Daftar Permintaan -
1. Tentukan apakah pernyataan (a), (b), dan (c) sesuai dengan bacaan tentang filsafat dan Socrates. Jawab masing-masing dengan ya atau tidak, disertai kutipan persis kata-kata dari bacaan yang menjadi penentunya. (a) Socrates dihukum dengan cara diracuni di alun-alun. (b) Socrates menerangkan ilmu secara dogmatis seperti guru-guru kerajaan. (c) Tan Malaka disebut sebagai salah satu orang yang mati gara-gara filsafat.
2. Tuliskan tanpa perubahan bagian dari bacaan tentang filsafat dan Socrates yang dibuka dengan kata-kata yang memuat "Filsafat dan Sebuah" dan ditutup dengan "Malaka dan Socrates.".

Filsafat dan Sebuah Perjalanan


Mengerti filsafat membutuhkan banyak waktu. Waktu untuk berfilsafat adalah waktu untuk membingkai sebuah perjalanan dalam kehidupan. Sehingga untuk mengetahui akan makna sebuah perjalanan kehidupan, manusia dituntut untuk berfilsafat sepanjang hidupnya.Meskipun beberapa orang mati gara-gara filsafat. Beberapa diantaranya adalah Copernicus, Galileo, Hypatia, Tan Malaka dan Socrates.


Socrates, Hampir sepanjang hidupnya ia habiskan waktu dengan duduk dialun-alun dan berfilsafat, ia gunakan alun-alun sebuah kota di Yunani sebagai Public Sphare atau Ruang Publik. Di tempat itulah ia habiskan waktu untuk berdiskusi tanya jawab dengan orang-orang kota di masa Yunani Kuno. Hasilnya, Ia mampu merubah pola pikir masyarakat masa lalu, ia merubah paradigma ketertundukan masyarakat akan doktrin kerajaan. Ia munculkan dunia kritis berbasis ilmu yang mengacu pada pemikiran. Hingga pada suatu hari kerajaan merasa Socrates sebagai sebuah keterancaman, sampai ia dihukum dengan cara diracuni di Alun-alun. Dan Alun-alun adalah sebuah tempat penahbisan perjalanan kehidupannya. Pada masa hidupnya ia menggunakan metode bertanya jawab hingga menimbulkan lawan bicaranya kebingungan, tak heran jika ia dijuluki orang gila pada waktu itu. Penggunaan metode itu ternyata merupakan dekonstruksi socrates akan metode yang digunakan oleh para guru-guru kerajaan yang menerangkan ilmu secara dogmatis, alhasil ilmu yang dilahirkan terkesan otoriter atau hanya berada dalam satu sudut pandang. Adapun pandangan yang dilahirkan oleh guru-guru kerajaan waktu itu cenderung merupakan sebuah artikulasi kepentingan kekuasaankerajaan. Sedangkan Socrates, ia mengajak setiap orang bermain dalam pikiran membuahkan pemikiran kritis. Karena itu akhirnya Socrates dianggap berbahaya dan dibunuh. Namun, kini Socrates masih hidup. Metodenya yang ia pergunakan itu kini dijadikan rujukan dalam setiap ruang-ruang diskusi. Socrates Method.

Informasi yang Diberikan -

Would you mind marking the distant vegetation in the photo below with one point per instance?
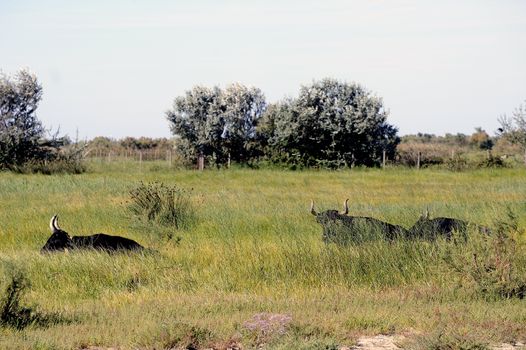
(330, 124)
(25, 145)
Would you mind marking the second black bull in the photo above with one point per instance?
(340, 228)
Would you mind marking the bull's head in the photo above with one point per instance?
(59, 240)
(330, 219)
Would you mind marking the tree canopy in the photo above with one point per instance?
(217, 123)
(20, 130)
(331, 123)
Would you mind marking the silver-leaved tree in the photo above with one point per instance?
(330, 124)
(20, 130)
(215, 123)
(514, 128)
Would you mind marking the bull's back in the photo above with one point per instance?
(101, 241)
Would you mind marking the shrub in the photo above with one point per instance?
(492, 162)
(162, 204)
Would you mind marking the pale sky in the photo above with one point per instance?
(112, 68)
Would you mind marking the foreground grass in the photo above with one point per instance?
(255, 249)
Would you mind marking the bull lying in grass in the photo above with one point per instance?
(340, 228)
(431, 229)
(60, 240)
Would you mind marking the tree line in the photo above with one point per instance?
(329, 124)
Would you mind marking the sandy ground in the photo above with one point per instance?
(388, 342)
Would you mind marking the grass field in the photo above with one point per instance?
(256, 250)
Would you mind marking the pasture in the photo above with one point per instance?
(255, 250)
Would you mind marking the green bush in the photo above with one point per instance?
(162, 204)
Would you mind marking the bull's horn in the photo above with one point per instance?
(52, 223)
(345, 207)
(312, 211)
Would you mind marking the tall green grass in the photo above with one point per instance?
(255, 248)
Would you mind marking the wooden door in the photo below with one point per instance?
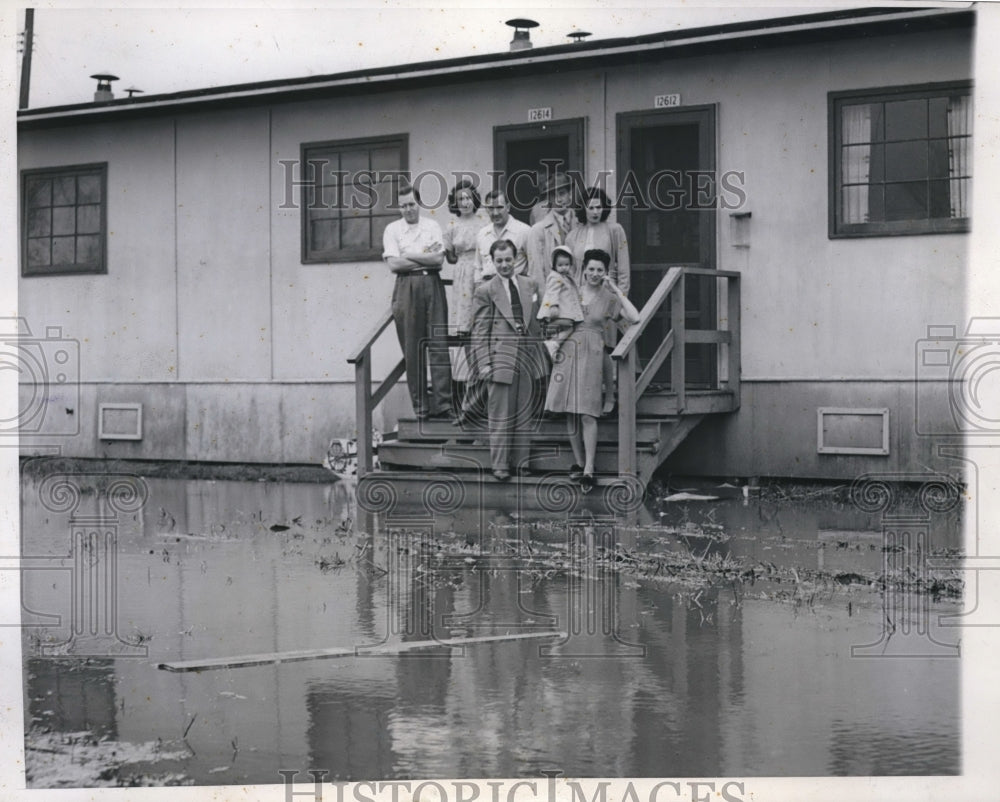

Tugas Terselesaikan -
1.
(a) Ya: "sampai ia dihukum dengan cara diracuni di Alun-alun"
(b) Tidak: "Penggunaan metode itu ternyata merupakan dekonstruksi socrates akan metode yang digunakan oleh para guru-guru kerajaan yang menerangkan ilmu secara dogmatis"
(c) Ya: "Beberapa diantaranya adalah Copernicus, Galileo, Hypatia, Tan Malaka dan Socrates."

2.
Filsafat dan Sebuah Perjalanan


Mengerti filsafat membutuhkan banyak waktu. Waktu untuk berfilsafat adalah waktu untuk membingkai sebuah perjalanan dalam kehidupan. Sehingga untuk mengetahui akan makna sebuah perjalanan kehidupan, manusia dituntut untuk berfilsafat sepanjang hidupnya.Meskipun beberapa orang mati gara-gara filsafat. Beberapa diantaranya adalah Copernicus, Galileo, Hypatia, Tan Malaka dan Socrates.